## INFORMATION SUPPLIED
──────────
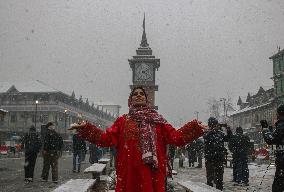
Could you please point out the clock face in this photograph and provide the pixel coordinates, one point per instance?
(143, 72)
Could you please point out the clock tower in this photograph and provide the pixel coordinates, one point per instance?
(144, 66)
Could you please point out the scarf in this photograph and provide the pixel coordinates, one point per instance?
(146, 118)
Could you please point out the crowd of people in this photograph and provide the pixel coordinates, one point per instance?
(144, 146)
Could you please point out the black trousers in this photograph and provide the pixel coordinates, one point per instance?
(214, 172)
(242, 171)
(278, 183)
(30, 160)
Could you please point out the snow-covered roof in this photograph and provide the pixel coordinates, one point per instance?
(3, 111)
(249, 108)
(27, 86)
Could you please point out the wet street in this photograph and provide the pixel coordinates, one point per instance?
(12, 176)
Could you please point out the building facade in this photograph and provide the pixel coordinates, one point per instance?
(256, 107)
(35, 103)
(278, 75)
(144, 66)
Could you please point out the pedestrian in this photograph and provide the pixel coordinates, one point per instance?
(239, 146)
(181, 156)
(172, 153)
(112, 155)
(199, 151)
(95, 153)
(214, 152)
(276, 137)
(79, 148)
(52, 150)
(191, 153)
(140, 138)
(31, 143)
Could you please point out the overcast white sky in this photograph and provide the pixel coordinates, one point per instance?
(208, 48)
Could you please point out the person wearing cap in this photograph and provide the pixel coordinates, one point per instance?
(141, 138)
(214, 152)
(32, 144)
(276, 137)
(52, 147)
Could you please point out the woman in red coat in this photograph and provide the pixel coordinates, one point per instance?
(140, 138)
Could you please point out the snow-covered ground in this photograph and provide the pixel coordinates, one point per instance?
(258, 182)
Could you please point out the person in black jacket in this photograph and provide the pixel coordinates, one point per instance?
(52, 147)
(276, 137)
(239, 146)
(79, 148)
(214, 152)
(31, 143)
(191, 153)
(199, 152)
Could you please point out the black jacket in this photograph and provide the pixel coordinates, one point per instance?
(78, 144)
(31, 142)
(52, 141)
(276, 137)
(214, 149)
(239, 145)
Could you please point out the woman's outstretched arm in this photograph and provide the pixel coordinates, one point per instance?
(96, 135)
(187, 133)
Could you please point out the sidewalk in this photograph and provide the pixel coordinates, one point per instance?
(256, 173)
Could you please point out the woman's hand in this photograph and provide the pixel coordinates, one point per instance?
(77, 126)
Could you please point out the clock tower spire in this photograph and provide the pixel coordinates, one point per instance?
(144, 42)
(144, 65)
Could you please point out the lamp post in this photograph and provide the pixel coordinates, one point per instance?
(224, 104)
(65, 120)
(36, 113)
(196, 112)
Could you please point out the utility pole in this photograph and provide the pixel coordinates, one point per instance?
(36, 113)
(196, 112)
(224, 104)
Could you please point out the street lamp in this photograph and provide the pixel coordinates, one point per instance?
(196, 112)
(36, 112)
(65, 120)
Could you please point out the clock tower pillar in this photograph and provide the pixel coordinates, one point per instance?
(144, 65)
──────────
Write out exactly the lines from the line holding "Could you please point out the woman's outstretched" through the last line of the data, and nothing besides those lines.

## RESULT
Could you please point out the woman's outstretched arm in this photograph and provide the pixel coordinates, one point per instance?
(96, 135)
(187, 133)
Could you please point out the sidewalk in this photograph and provide the pixel coordinates, one point per instance?
(256, 173)
Could you please point out the woman's hand in this photograph and provide the pixel coordinates, one point per instance?
(77, 126)
Could you please point out the clock tower spire in this photograph and provide the pixel coordinates, one point per instance?
(144, 42)
(144, 65)
Could you please point out the lamp post in this photograph and provide the pixel coordinates, one point per instance?
(224, 104)
(65, 120)
(36, 113)
(196, 112)
Could you please point out the utility pole in this photograph and provide the pixel coordinates, one point per instance?
(36, 113)
(196, 112)
(224, 104)
Could you please point out the street lamp in this photograph and provide the pixel coordinates, one point per instance?
(196, 112)
(36, 112)
(65, 120)
Could you please point out the clock tower pillar in this photograph and provide the pixel coordinates, one point per instance?
(144, 65)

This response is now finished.